**ПРЕДЛОЖЕННЫЙ ОТРЫВОК**:
* * * * * * * * *

- 244 -

НА НОВОМ ПЕРЕПУТЬЕ

 

«Жуткое чувство испытывает тот, кому приходится заниматься историей науки в России: смелые начинания, глубокие мысли, редкие таланты, блестящие умы, даже кропотливый и упорный труд — все это встречаешь с избытком; и тут же приходится отмечать, как все это обрывается: длинные ряды «первых» томов, «первых» выпусков, которые никогда не имели преемников; широкие замыслы, застывшие как бы на полуслове, груды ненапечатанных, полузаконченных рукописей; громадное кладбище неосуществленных начинаний, несбывшихся мечтаний. Всего два, в сущности, с небольшим века этой молодой русской науки, а как длинен ее мартиролог...» Так сказал академик С.Ф.Ольденбург в речи памяти В.П.Васильева 5 марта 1918 года1. Мне часто приходят на память эти слова.

 


1 Известия Российской Академии наук. 1918. № 7. С. 531

- 245 -

Когда я вернулся из лагерей в 1956, Ленинград еще поднимался из развалин. Научные потери были с трудом восполнимы: большинство лучших специалистов погибло в блокаду, в предвоенных и послевоенных чистках, некоторые — очень немногие — смогли эмигрировать. В.Ф.Минорский, который находился в Иране во время Октябрьской революции, не вернулся в Россию, а переехал в Великобританию, стал профессором Кембриджского университета. С.Г.Елисеев, сын известного фабриканта, был первым европейцем, закончившим императорский университет в Токио. Вскоре после Октябрьской революции он был взят ЧК в заложники за отца, но был освобожден и смог бежать на лодке через Финский залив в Финляндию, а оттуда перебрался в США. Елисеев по праву считается одним из основателей современной западной японистики: он создал институт по изучению Японии при Гарвардском университете, впоследствии стал профессором Сорбонны; был награжден орденом Почетного Легиона. Его коллега, не менее выдающийся японист Н. А. Невский, находился за рубежом во время революции и долгое время не возвращался, однако в конце концов поддался уговорам. Помню его выразительный голос, раздававшийся из соседней аудитории, когда я был еще студентом. В 1936 Н. А. Невский и его жена, видная японская писательница И. Мантани-Невская, которая переехала с ним в Россию, были расстреляны в один и тот же день. В 1962 году работа Невского по тангутскому языку была посмертно удостоена Ленинской премии.

* * * * * * * * *

[Записи набора данных]
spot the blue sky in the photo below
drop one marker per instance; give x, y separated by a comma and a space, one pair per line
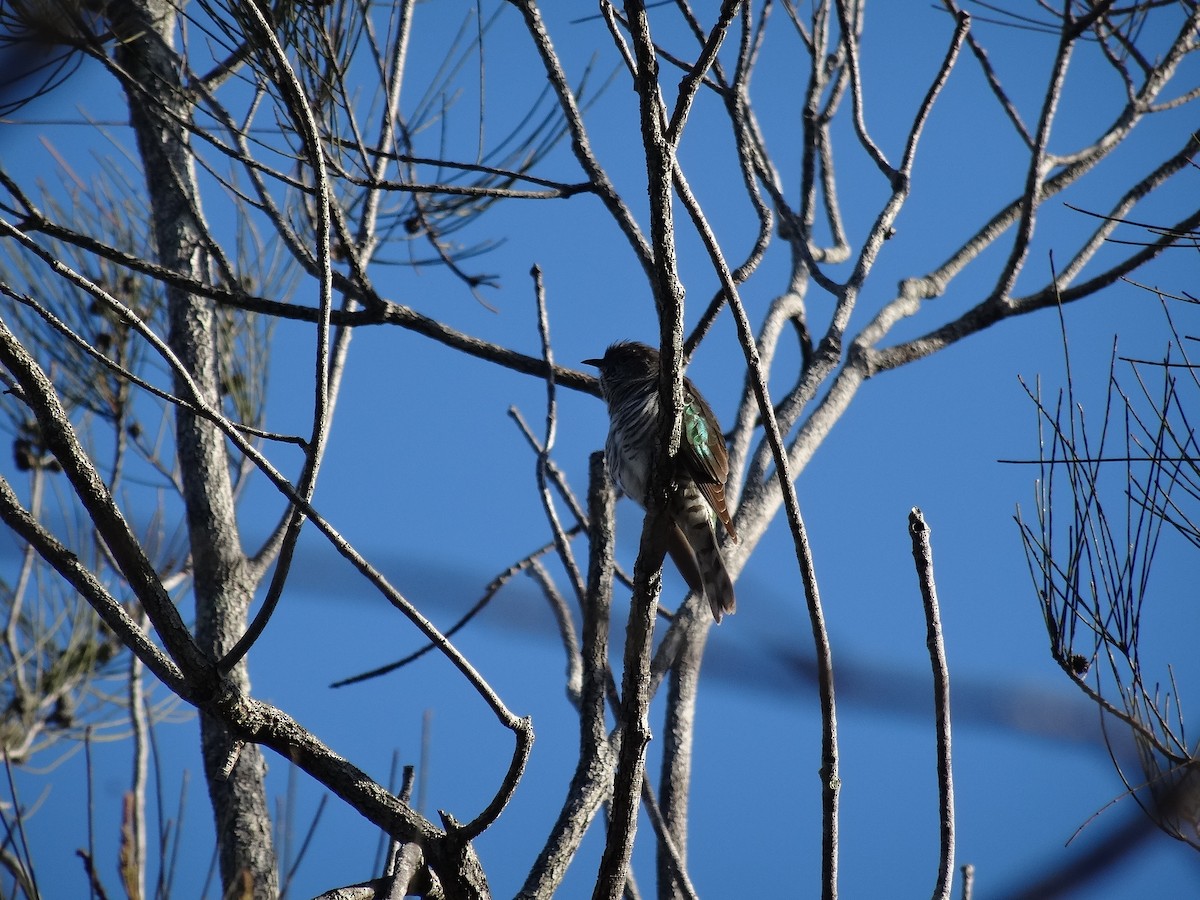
430, 479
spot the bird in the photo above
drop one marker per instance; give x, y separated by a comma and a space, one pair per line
629, 383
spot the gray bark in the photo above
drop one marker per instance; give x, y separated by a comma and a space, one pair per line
222, 585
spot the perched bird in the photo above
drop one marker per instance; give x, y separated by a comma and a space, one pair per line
629, 382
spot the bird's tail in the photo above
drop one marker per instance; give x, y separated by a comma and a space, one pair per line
693, 546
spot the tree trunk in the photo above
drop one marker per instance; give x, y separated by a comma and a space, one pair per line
222, 585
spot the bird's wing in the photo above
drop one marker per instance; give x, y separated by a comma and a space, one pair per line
703, 453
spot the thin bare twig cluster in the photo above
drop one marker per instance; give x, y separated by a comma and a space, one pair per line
300, 124
1111, 495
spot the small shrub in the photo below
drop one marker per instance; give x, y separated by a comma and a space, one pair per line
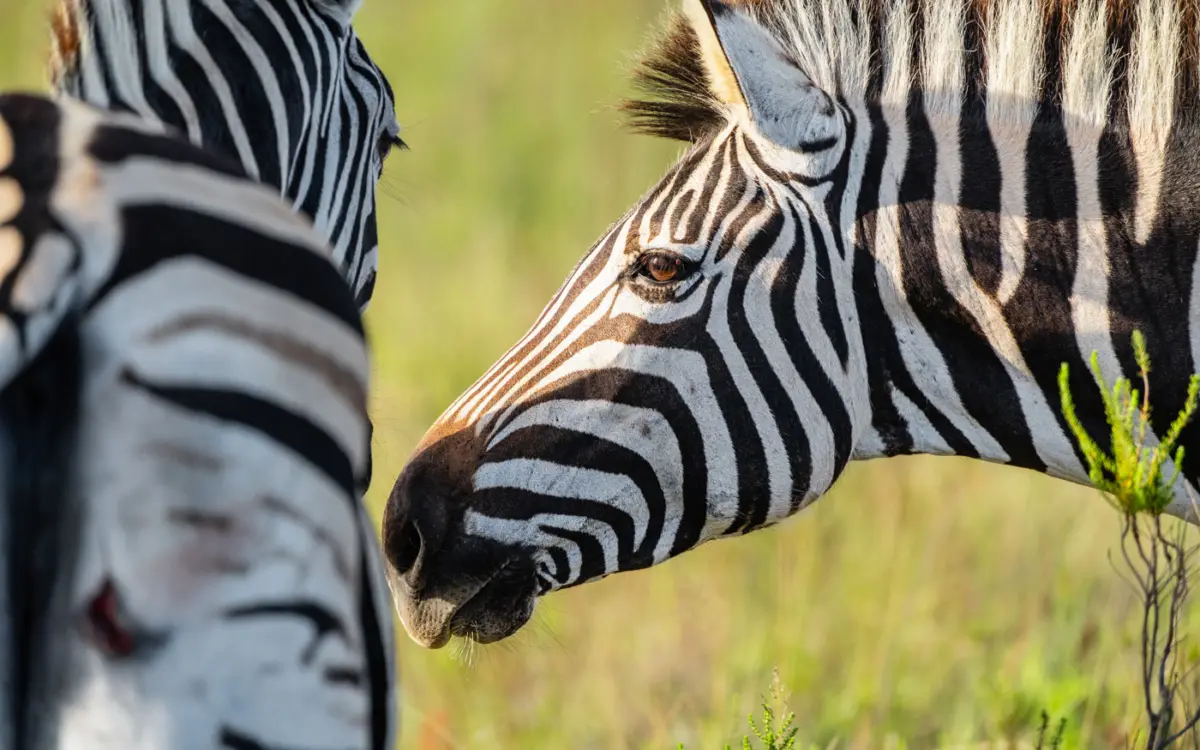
1157, 558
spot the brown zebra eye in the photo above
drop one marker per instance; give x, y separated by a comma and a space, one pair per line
663, 269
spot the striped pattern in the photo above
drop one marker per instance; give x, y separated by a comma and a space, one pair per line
895, 222
187, 563
285, 87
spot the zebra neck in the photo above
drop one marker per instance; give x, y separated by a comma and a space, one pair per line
185, 65
1000, 253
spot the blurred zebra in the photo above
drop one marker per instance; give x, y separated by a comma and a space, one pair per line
285, 87
897, 221
184, 420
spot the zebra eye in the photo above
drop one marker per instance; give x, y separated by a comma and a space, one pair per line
663, 268
388, 143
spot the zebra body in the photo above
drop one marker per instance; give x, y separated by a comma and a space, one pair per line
285, 87
897, 221
187, 563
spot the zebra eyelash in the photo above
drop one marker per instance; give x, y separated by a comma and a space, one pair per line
389, 143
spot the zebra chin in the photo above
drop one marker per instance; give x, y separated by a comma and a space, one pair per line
445, 582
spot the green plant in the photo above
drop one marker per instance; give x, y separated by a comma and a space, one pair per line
774, 733
1129, 475
1157, 558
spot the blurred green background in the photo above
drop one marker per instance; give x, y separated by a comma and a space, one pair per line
925, 603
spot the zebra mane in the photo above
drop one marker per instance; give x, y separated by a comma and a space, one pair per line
66, 39
1134, 61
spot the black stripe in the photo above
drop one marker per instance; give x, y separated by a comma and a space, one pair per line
114, 144
591, 552
1039, 313
785, 418
653, 394
940, 315
879, 331
816, 379
155, 234
586, 451
287, 429
1150, 287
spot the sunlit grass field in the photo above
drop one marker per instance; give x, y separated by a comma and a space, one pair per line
925, 603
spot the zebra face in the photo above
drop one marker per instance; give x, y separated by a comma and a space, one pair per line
697, 376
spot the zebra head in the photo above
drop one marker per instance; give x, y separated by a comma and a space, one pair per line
286, 88
699, 375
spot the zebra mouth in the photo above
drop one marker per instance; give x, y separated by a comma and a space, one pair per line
501, 607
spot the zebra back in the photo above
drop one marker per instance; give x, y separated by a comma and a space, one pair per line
184, 401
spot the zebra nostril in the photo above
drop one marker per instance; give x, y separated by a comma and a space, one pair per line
407, 547
415, 521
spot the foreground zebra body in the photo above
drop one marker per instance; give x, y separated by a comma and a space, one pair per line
285, 87
897, 222
184, 413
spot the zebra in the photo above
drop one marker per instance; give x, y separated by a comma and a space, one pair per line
895, 221
183, 424
285, 87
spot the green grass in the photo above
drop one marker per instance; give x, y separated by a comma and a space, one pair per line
925, 601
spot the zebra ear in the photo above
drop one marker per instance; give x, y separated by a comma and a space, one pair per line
749, 69
343, 10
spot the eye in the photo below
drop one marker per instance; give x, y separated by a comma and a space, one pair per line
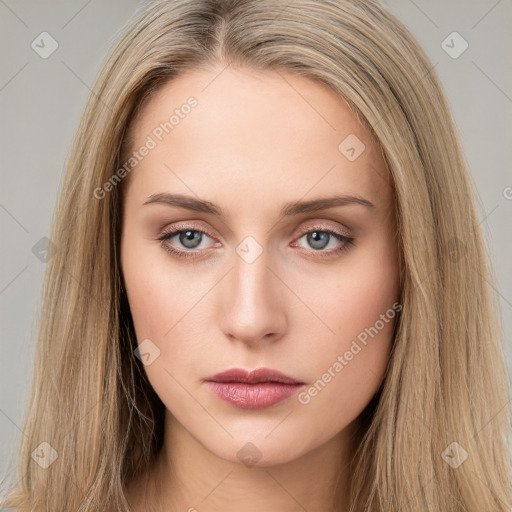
188, 241
321, 238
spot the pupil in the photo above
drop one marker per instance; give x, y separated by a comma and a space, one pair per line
190, 239
318, 240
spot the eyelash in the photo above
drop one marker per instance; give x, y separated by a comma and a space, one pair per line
167, 235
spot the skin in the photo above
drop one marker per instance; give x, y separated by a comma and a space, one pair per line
254, 142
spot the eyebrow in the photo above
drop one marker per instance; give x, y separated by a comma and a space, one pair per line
289, 209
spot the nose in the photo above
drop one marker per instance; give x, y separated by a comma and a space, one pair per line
253, 302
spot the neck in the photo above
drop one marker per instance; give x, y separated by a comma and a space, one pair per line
188, 477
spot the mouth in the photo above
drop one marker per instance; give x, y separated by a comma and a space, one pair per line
254, 389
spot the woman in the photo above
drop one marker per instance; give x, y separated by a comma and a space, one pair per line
264, 295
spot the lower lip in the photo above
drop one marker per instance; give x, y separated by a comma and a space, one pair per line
253, 396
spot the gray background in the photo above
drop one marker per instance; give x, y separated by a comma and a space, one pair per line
41, 101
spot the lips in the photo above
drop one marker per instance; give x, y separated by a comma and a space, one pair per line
252, 377
255, 389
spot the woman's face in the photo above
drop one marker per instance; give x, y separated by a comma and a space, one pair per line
280, 251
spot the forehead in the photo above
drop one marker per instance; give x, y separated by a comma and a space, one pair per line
251, 135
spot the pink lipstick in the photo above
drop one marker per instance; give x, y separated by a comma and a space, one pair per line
254, 389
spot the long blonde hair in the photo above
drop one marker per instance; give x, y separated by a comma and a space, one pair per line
444, 397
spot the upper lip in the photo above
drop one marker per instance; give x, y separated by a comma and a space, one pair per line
252, 376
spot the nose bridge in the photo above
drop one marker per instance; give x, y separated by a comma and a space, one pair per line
252, 307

* * * * * * * * *

**ПРИМЕНИТЬ ПРОЧИТАННОЕ**:
1. Кто, согласно отрывку о судьбах российских востоковедов, был первым европейцем, окончившим императорский университет в Токио?
2. Продолжите отрывок о судьбах российских востоковедов, начав сразу после его последнего предложения.

**РЕШЁННЫЕ ЗАДАНИЯ**:
1. С.Г.Елисеев.

2.
Иных уж нет, а те далече... В таких условиях сложно говорить о какой-либо преемственности в российском востоковедении. Тем не менее с 1956 по середину шестидесятых в общем царила атмосфера подъема. Страна победила в войне против фашизма. Целый ряд людей на ключевых постах выдвинулись, рискуя жизнью во время войны, в отличие от многих своих сослуживцев и предшественников, которые сделали карьеру на крови ни в чем неповинных людей. Однако многие из этих сослуживцев или их учеников все еще присутствовали в структурах власти, в том числе и в Академии наук, хотя в это время они несколько притихли, опасаясь разоблачений. И, наконец, появились новые люди, которые в силу своей молодости не несли на себе бремени прошлого; они открывали для себя науку, и, хотя перед ними не было плеяды блестящих российских востоковедов начала XX века, память их свершений жила и вдохновляла.

Положение резко изменилось к середине шестидесятых. Советские войска-освободители подавили восстания в Венгрии и Чехослова-

 

- 246 -

кии, а Берлинская стена преградила дорогу сотням тысяч немцев, пытавшихся бежать на запад. Некоторая свобода слова, начавшаяся с произведениями Солженицына, была прекращена, Солженицын выслан из СССР; Иосиф Бродский, другой нобелевский лауреат, был объявлен тунеядцем и также был вынужден покинуть Россию; Пастернак, получивший нобелевскую премию за «Доктора Живаго», был вынужден публично каяться; академик Сахаров, создатель советского термоядерного оружия, который наряду с американским физиком Паулингом заявил об особой ответственности сверхдержав, возглавил борьбу за права человека в СССР, получил нобелевскую премию мира — содержался то под домашним арестом, то в закрытых больницах.

В отличие от лет ленинского и сталинского террора мало кого сажали или расстреливали. В стране победившего социализма был просто перекрыт кислород, а немногих недовольных теперь отправляли не на исправление в лагеря, а на лечение в психиатрические лечебницы. Если ранее мир состоял из контрастных цветов, в основном красного и черного, через которые иногда пробивался луч надежды, то теперь все слилось в какой-то безличной и безнадежной серости. Пожарище сменилось крематорием. Зло, как раковая опухоль, приняло вялотекущие формы.

Эта гнетущая обстановка не могла не сказаться на состоянии советской науки: ростки надежды, новые начинания были смяты пятой конформизма. Институт Востоковедения АН СССР и его арабский кабинет являются яркими тому примерами. Если ранее Крачковскому приходилось биться за то, чтобы иметь двух сотрудников, то теперь их было больше десяти, и сам арабский кабинет носил имя Крачковского. Другие кабинеты также значительно расширились: только в ленинградском отделении института работали более ста человек, из них около сорока кандидатов и с десяток докторов наук. Повсеместно создавалась видимость огромной деятельности, но судите сами — В.И.Беляев, новый глава ленинградской арабистики, ставший профессором по должности, не защитил ни кандидатской, ни докторской диссертаций. Не даром Крачковский именовал его «пунктатором»1: в течении сорока лет за ним числилась работа об арабском грамматисте ас-Сули — никто никогда так и не увидел ни строчки.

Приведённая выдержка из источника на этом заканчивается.